Me too. Greg, Tyrus, and Kat start my day off Right!
“the generic anti-Trump, believe-the-science liberalism, with which Saturday Night Live has sustained itself for the past half-decade.”
I remember the original SNL with performers such as Dan Aykroyd, Jane Curtin, Gilda Radner and, of course, John Belushi with his samurai sushi chef routine. Their brand of humor wouldn’t be given a chance now. SNL has been coasting on its reputation for many years. Time to put it to bed.
Gutfeld makes fun of everything and everyone, including his guests. The other guys are clearly Democrats who identify as comedians. That’s boring.
It isn’t like the left ain’t ridiculous.
Remember, only the government can protect pregnant men from climate change. If you don’t like being audited by Inland Revenue or the IRS, you’re part of the problem. Unless you discriminate against over qualified Asians based on their race, you’re a white supremacist, according to Critical Racist Theory.
… that made me giggle!
I once enjoyed the likes of Colbert but he comes across now as a man with a mission. Gutfeld throws things out in a stream of easy consciousness and gets an interaction. Guests often arrive without an agenda as if we were all in the room, chatting. Does remind of early Letterman before he too became a man on a mission.
Perhaps we are growing tired of the ever perpetual mission that is always one-sided.
The difference between Gutfeld and the other guys (all men, by the way…hmmm) is the difference between irreverent and reverent. And to paraphrase the WaPo, comedy dies in the darkness of reverance.
Gutfeld, although one may deduce from his name he is not a Mick, is contstantly taking the Mickey. Breath of fresh air.
I’ve never seen him, but when most other comedians decide to stop telling jokes (for fear of being cancelled or worse) so they can virtue signal instead… it’s not hard to emerge on top.

• BRIEF A
Repeat the comments about Gutfeld word for word, everything from "I once enjoyed" down to "is always one-sided.".
• BRIEF B
Answer these questions on the comments about Gutfeld:
(i) Which original SNL performer is named along with a samurai sushi chef routine?
(ii) Who starts one commenter's day off right?
(iii) Which host, early in his career, does one commenter say Gutfeld's show recalls?
• BRIEF C
Carry on the comments about Gutfeld past the last one shown.
The data that follows comes from a different source.

• PROVIDED MATERIAL

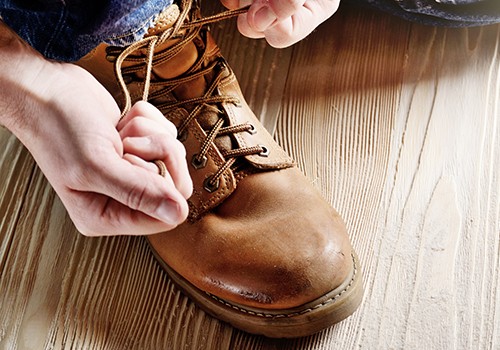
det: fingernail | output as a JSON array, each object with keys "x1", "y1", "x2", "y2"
[
  {"x1": 254, "y1": 6, "x2": 278, "y2": 31},
  {"x1": 124, "y1": 137, "x2": 151, "y2": 147},
  {"x1": 155, "y1": 199, "x2": 180, "y2": 225}
]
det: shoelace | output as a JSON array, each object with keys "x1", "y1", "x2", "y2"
[{"x1": 109, "y1": 0, "x2": 268, "y2": 192}]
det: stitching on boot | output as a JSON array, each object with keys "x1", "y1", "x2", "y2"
[{"x1": 205, "y1": 253, "x2": 358, "y2": 318}]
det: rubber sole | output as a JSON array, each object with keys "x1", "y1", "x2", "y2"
[{"x1": 146, "y1": 239, "x2": 363, "y2": 338}]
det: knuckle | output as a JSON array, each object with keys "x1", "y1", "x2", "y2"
[{"x1": 126, "y1": 186, "x2": 147, "y2": 210}]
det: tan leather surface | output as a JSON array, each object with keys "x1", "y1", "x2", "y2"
[
  {"x1": 74, "y1": 2, "x2": 353, "y2": 309},
  {"x1": 148, "y1": 168, "x2": 352, "y2": 309}
]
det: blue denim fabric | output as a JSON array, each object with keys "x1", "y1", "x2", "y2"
[
  {"x1": 0, "y1": 0, "x2": 500, "y2": 61},
  {"x1": 347, "y1": 0, "x2": 500, "y2": 27},
  {"x1": 0, "y1": 0, "x2": 172, "y2": 62}
]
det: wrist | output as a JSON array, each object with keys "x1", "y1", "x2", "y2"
[{"x1": 0, "y1": 21, "x2": 57, "y2": 138}]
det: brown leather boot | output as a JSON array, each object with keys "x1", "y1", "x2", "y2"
[{"x1": 78, "y1": 1, "x2": 363, "y2": 337}]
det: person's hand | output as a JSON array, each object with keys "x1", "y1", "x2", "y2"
[
  {"x1": 30, "y1": 64, "x2": 192, "y2": 235},
  {"x1": 221, "y1": 0, "x2": 340, "y2": 48},
  {"x1": 0, "y1": 23, "x2": 192, "y2": 236}
]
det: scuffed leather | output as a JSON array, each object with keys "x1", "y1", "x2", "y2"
[{"x1": 74, "y1": 4, "x2": 353, "y2": 309}]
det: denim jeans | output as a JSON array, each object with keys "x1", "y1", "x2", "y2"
[
  {"x1": 0, "y1": 0, "x2": 172, "y2": 62},
  {"x1": 0, "y1": 0, "x2": 500, "y2": 61}
]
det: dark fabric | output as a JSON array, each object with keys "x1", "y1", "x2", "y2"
[
  {"x1": 0, "y1": 0, "x2": 169, "y2": 61},
  {"x1": 347, "y1": 0, "x2": 500, "y2": 27},
  {"x1": 0, "y1": 0, "x2": 500, "y2": 61}
]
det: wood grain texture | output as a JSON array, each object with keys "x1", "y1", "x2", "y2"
[{"x1": 0, "y1": 5, "x2": 500, "y2": 350}]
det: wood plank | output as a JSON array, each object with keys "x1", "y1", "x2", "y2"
[{"x1": 0, "y1": 2, "x2": 500, "y2": 349}]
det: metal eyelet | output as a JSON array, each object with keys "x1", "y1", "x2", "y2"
[
  {"x1": 177, "y1": 129, "x2": 188, "y2": 142},
  {"x1": 191, "y1": 154, "x2": 208, "y2": 170},
  {"x1": 258, "y1": 145, "x2": 271, "y2": 157},
  {"x1": 105, "y1": 46, "x2": 118, "y2": 62},
  {"x1": 203, "y1": 176, "x2": 220, "y2": 193},
  {"x1": 247, "y1": 124, "x2": 257, "y2": 135},
  {"x1": 123, "y1": 75, "x2": 134, "y2": 84}
]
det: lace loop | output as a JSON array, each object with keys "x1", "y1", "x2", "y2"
[{"x1": 112, "y1": 0, "x2": 267, "y2": 192}]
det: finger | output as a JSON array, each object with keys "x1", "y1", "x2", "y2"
[
  {"x1": 123, "y1": 153, "x2": 158, "y2": 174},
  {"x1": 220, "y1": 0, "x2": 240, "y2": 10},
  {"x1": 117, "y1": 101, "x2": 177, "y2": 137},
  {"x1": 237, "y1": 13, "x2": 265, "y2": 39},
  {"x1": 264, "y1": 0, "x2": 338, "y2": 48},
  {"x1": 262, "y1": 0, "x2": 306, "y2": 20},
  {"x1": 123, "y1": 134, "x2": 193, "y2": 199},
  {"x1": 81, "y1": 155, "x2": 188, "y2": 226},
  {"x1": 247, "y1": 4, "x2": 279, "y2": 32},
  {"x1": 66, "y1": 192, "x2": 184, "y2": 236},
  {"x1": 119, "y1": 116, "x2": 177, "y2": 139}
]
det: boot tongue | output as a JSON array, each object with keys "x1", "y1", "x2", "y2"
[{"x1": 148, "y1": 5, "x2": 232, "y2": 150}]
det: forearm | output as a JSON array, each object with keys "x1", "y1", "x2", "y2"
[{"x1": 0, "y1": 21, "x2": 53, "y2": 138}]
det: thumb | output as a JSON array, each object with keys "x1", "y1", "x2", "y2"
[{"x1": 93, "y1": 156, "x2": 189, "y2": 225}]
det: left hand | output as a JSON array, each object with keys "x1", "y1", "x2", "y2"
[{"x1": 221, "y1": 0, "x2": 340, "y2": 48}]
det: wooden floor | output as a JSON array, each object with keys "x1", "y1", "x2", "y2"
[{"x1": 0, "y1": 3, "x2": 500, "y2": 350}]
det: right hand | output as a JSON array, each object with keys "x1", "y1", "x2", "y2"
[{"x1": 9, "y1": 61, "x2": 192, "y2": 236}]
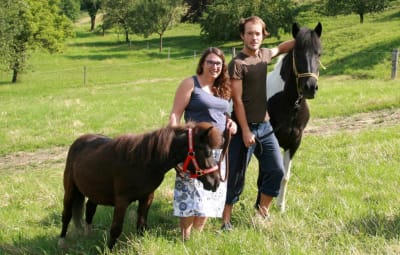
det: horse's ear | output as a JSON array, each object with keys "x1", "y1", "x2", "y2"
[
  {"x1": 292, "y1": 23, "x2": 300, "y2": 38},
  {"x1": 314, "y1": 22, "x2": 322, "y2": 37}
]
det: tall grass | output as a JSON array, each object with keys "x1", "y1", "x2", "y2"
[{"x1": 0, "y1": 3, "x2": 400, "y2": 254}]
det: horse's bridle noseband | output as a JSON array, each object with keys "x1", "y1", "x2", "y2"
[
  {"x1": 292, "y1": 49, "x2": 319, "y2": 96},
  {"x1": 176, "y1": 128, "x2": 218, "y2": 178}
]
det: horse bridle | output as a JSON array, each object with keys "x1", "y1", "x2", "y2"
[
  {"x1": 176, "y1": 128, "x2": 218, "y2": 178},
  {"x1": 292, "y1": 49, "x2": 319, "y2": 97}
]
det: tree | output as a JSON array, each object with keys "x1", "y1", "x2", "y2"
[
  {"x1": 200, "y1": 0, "x2": 298, "y2": 41},
  {"x1": 60, "y1": 0, "x2": 81, "y2": 22},
  {"x1": 129, "y1": 0, "x2": 187, "y2": 52},
  {"x1": 0, "y1": 0, "x2": 72, "y2": 83},
  {"x1": 81, "y1": 0, "x2": 102, "y2": 31},
  {"x1": 182, "y1": 0, "x2": 214, "y2": 22},
  {"x1": 103, "y1": 0, "x2": 137, "y2": 42},
  {"x1": 324, "y1": 0, "x2": 391, "y2": 24}
]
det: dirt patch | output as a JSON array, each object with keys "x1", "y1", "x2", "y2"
[
  {"x1": 0, "y1": 109, "x2": 400, "y2": 171},
  {"x1": 0, "y1": 147, "x2": 68, "y2": 172},
  {"x1": 304, "y1": 109, "x2": 400, "y2": 135}
]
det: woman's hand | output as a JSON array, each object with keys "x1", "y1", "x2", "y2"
[{"x1": 226, "y1": 119, "x2": 237, "y2": 135}]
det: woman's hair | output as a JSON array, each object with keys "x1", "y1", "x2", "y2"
[
  {"x1": 196, "y1": 47, "x2": 231, "y2": 100},
  {"x1": 239, "y1": 16, "x2": 269, "y2": 38}
]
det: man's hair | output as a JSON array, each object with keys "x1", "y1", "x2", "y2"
[{"x1": 239, "y1": 16, "x2": 269, "y2": 38}]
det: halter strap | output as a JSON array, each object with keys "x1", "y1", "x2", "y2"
[
  {"x1": 178, "y1": 128, "x2": 218, "y2": 178},
  {"x1": 292, "y1": 50, "x2": 319, "y2": 95}
]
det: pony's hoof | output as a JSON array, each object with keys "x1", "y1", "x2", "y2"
[
  {"x1": 83, "y1": 224, "x2": 92, "y2": 236},
  {"x1": 58, "y1": 238, "x2": 67, "y2": 250}
]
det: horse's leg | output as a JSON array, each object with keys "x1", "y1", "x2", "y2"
[
  {"x1": 136, "y1": 191, "x2": 154, "y2": 234},
  {"x1": 85, "y1": 199, "x2": 97, "y2": 235},
  {"x1": 58, "y1": 174, "x2": 79, "y2": 248},
  {"x1": 277, "y1": 150, "x2": 292, "y2": 213},
  {"x1": 108, "y1": 201, "x2": 129, "y2": 250}
]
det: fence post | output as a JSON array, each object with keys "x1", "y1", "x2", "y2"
[
  {"x1": 392, "y1": 49, "x2": 399, "y2": 80},
  {"x1": 83, "y1": 66, "x2": 86, "y2": 86}
]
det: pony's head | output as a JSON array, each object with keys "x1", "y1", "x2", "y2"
[
  {"x1": 177, "y1": 122, "x2": 223, "y2": 191},
  {"x1": 292, "y1": 23, "x2": 322, "y2": 99}
]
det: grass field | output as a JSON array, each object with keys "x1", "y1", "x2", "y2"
[{"x1": 0, "y1": 2, "x2": 400, "y2": 254}]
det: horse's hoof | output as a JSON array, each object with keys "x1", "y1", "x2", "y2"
[
  {"x1": 83, "y1": 224, "x2": 92, "y2": 236},
  {"x1": 58, "y1": 238, "x2": 67, "y2": 250}
]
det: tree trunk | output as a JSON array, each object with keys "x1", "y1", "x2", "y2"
[
  {"x1": 125, "y1": 29, "x2": 129, "y2": 43},
  {"x1": 90, "y1": 15, "x2": 96, "y2": 32},
  {"x1": 11, "y1": 69, "x2": 18, "y2": 83},
  {"x1": 160, "y1": 34, "x2": 163, "y2": 52}
]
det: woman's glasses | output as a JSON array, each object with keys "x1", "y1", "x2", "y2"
[{"x1": 206, "y1": 60, "x2": 222, "y2": 67}]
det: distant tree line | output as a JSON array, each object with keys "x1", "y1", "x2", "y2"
[{"x1": 0, "y1": 0, "x2": 393, "y2": 82}]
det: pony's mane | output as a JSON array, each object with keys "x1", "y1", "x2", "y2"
[
  {"x1": 267, "y1": 53, "x2": 287, "y2": 100},
  {"x1": 114, "y1": 123, "x2": 194, "y2": 164}
]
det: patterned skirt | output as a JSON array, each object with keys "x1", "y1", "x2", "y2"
[{"x1": 174, "y1": 150, "x2": 227, "y2": 218}]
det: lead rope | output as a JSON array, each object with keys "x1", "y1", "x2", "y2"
[{"x1": 218, "y1": 114, "x2": 232, "y2": 182}]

• REPLY A
I once enjoyed the likes of Colbert but he comes across now as a man with a mission. Gutfeld throws things out in a stream of easy consciousness and gets an interaction. Guests often arrive without an agenda as if we were all in the room, chatting. Does remind of early Letterman before he too became a man on a mission.
Perhaps we are growing tired of the ever perpetual mission that is always one-sided.

• REPLY B
(i) John Belushi
(ii) Greg, Tyrus, and Kat
(iii) Letterman

• REPLY C
I appreciate your point, but we should note that Gutfeld has compared 35% of the market for late night comedy. Impressive, but puzzling, is it not, that most of the market (65%) still follows the humorless trash.
Those vax-scenes from Colbert are extremely dark and creepy after you watch a few of them.
FoxNews is “partisan”? Um, OK. But does the author think the major networks are not partisan?
So, the market for late night comedy was populated by three versions of vanilla. Someone got the bright idea of introducing chocolate to the market.
Chocolate went on to capture about 35% of the market. Vanilla still holds on to 65% of the market. Meanwhile, introducing chocolate to the market amounted to expanding the available options, and that alone may have expanded the entire market; much of 35% share may be made of up people who were not consuming any version of vanilla. But, it would be interesting to know if there had been any appreciable diversion of people from vanilla to chocolate.
The performance of Gutfeld is impressive. But, I will be really impressed if and when chocolate goes on to dominate vanilla in the market for late night comedy. Until then, vanilla still dominates. Even though it sux.
Love Gutfeld!!!!!
I watch him sometimes on the “five” too. I think he has a “thing” for the Judge… Maybe wrong , but he flirts AND looks at her. Hmnnn.
He is well supported by the just very likeable and funny Kat Timpf and Tyrus. It is just an easy show to watch, and he gets good value form his guests too. The early Gutfeld shows were always a little rough around the edges, with their home-made skits starring what looked like the production crew, but somehow that was part of the appeal. He is yet to register very much in the UK, because Fox has a low profile here. British media is very snobby about it, but it has an excellent news division, makes a fairly obvious distinction between news and comment, and the commentators it does employ do make entertaining television (even if you do disagree with the politics!). I see several UK attempts to try and create something of the vibe of the (also excellent) “The Five”.